Directive:
Write out the listing in full, matching it word for word.

Materials provided:

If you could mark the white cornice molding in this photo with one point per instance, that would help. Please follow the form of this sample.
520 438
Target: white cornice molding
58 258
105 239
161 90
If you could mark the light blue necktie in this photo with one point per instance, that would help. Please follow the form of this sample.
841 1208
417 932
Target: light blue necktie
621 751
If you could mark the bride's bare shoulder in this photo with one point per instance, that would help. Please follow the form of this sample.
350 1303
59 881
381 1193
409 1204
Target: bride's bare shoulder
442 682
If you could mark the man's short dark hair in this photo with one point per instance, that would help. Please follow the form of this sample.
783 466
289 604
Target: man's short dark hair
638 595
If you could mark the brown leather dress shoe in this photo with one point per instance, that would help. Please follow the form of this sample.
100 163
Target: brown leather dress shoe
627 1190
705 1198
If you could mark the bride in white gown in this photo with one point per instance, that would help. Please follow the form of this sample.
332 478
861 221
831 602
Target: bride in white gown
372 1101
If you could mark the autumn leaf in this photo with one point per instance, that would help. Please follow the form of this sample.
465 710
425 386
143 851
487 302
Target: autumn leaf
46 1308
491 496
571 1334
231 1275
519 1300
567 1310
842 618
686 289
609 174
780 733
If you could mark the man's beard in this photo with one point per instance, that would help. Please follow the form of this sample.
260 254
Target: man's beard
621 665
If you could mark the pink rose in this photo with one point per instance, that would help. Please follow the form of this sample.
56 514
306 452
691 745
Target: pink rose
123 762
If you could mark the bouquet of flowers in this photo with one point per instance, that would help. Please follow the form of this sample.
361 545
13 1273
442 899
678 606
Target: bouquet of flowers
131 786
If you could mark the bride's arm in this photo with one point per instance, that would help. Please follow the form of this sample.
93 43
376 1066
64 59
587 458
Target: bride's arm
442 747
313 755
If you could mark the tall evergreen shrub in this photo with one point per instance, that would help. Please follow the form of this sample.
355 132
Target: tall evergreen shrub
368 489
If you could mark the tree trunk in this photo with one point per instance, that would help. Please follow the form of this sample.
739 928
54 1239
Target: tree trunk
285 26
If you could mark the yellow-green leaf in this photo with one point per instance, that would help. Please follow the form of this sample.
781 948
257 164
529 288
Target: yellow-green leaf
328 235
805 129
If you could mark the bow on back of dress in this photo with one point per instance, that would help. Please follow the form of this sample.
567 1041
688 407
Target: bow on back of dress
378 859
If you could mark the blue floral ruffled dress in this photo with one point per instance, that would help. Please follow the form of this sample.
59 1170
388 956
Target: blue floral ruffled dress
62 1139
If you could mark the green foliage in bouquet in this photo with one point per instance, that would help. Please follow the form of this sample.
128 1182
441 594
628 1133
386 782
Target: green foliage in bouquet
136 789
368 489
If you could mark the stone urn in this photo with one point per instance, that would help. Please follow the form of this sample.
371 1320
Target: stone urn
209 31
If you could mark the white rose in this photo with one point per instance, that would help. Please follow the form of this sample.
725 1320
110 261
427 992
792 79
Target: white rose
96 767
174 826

Expected output:
If you could mark the white cornice molding in this photo with one point per instance, that would help. Please follow the form of this sample.
520 438
Target: white cornice molding
58 258
105 239
161 90
If you could mark the light blue necktie in this photo with one point per instance, that would help. Please follow the form of this sample.
841 1208
417 932
Target: light blue necktie
621 751
If you could mark the bride's bare shoulder in this photo with one point per instance, that would help. Please follow the form of this sample.
350 1303
59 881
381 1193
409 1204
Target: bride's bare shoulder
442 682
If you could mark the man's short dark hair in this photo with one point per instance, that would help. Please follow the form of this sample.
783 466
289 604
Target: man's short dark hair
638 595
If you could mark the brown leather dress shoe in this photo with one point per instance, that would help. Please follow the form of this sample.
100 163
Target: brown leather dress shoe
627 1190
705 1198
If you could mark the bride in white gown in this photo with one point per instance, that would help. Please follow the form of this sample.
332 478
861 221
831 602
Target: bride in white gown
372 1101
If you could mark the autumn leaf in this photo with one point per instance, that would help. Please follow the form of this sample.
465 710
425 386
143 851
487 302
Target: autumn leaf
46 1308
491 496
571 1334
231 1275
519 1300
567 1310
842 618
686 289
609 174
780 733
If you could mark the man's beard in this photo with one point per instance, that would help. Please follow the form of this sample.
260 254
Target: man's beard
621 665
If you could mark the pink rose in this photo with one point per instance, that would help. Please follow the form of this sample.
56 514
306 452
691 745
Target: pink rose
123 762
If you could mark the bouquet of flowers in this photo with one point per instance, that would help. Please follow the form of this sample.
361 545
13 1273
442 899
678 606
Target: bouquet of flowers
131 786
If you could mark the bride's arm in this photo with one point per instance, that would help. Please follow the form of this sample.
93 43
376 1066
64 59
587 458
Target: bride's arm
442 747
313 755
If you could mark the tall evergreen shrub in this photo with one point per instance, that would help. Please follow the form of this sample.
355 132
Target: tall evergreen shrub
368 489
If you could mark the tree trunk in this photo with one point per instance, that would help. Please follow the form of this sample.
739 928
54 1239
Target: tree trunk
285 26
If you could mark the yellow-green leaf in this photo with one point per instance, that would help. Please follow the form of this sample.
781 948
257 164
529 288
Target: yellow-green leaf
328 235
805 129
If you could mark the bow on back of dress in this photo with one point per instance, that would help. Please follow the form of this sample.
567 1041
688 407
Target: bow on back of dress
378 859
If you could mark the blue floral ruffled dress in this photo with one point per instance, that would help. Please follow the form of this sample.
59 1170
388 956
Target: blue floral ruffled dress
62 1139
If you could mark the green foliage in bouquet in this photo with one point per instance, that would help. Please follow the form of this sample.
128 1182
441 594
628 1133
386 782
Target: green foliage in bouquet
136 789
368 489
If you could mark the stone urn in this photo with one point per instance, that would help. Please follow the form of this sample.
371 1320
Target: stone urn
209 31
If you could mark the white rose in this photo with one point per instance, that would help. Please follow the form of this sample.
725 1320
110 261
427 992
792 79
Target: white rose
96 767
174 826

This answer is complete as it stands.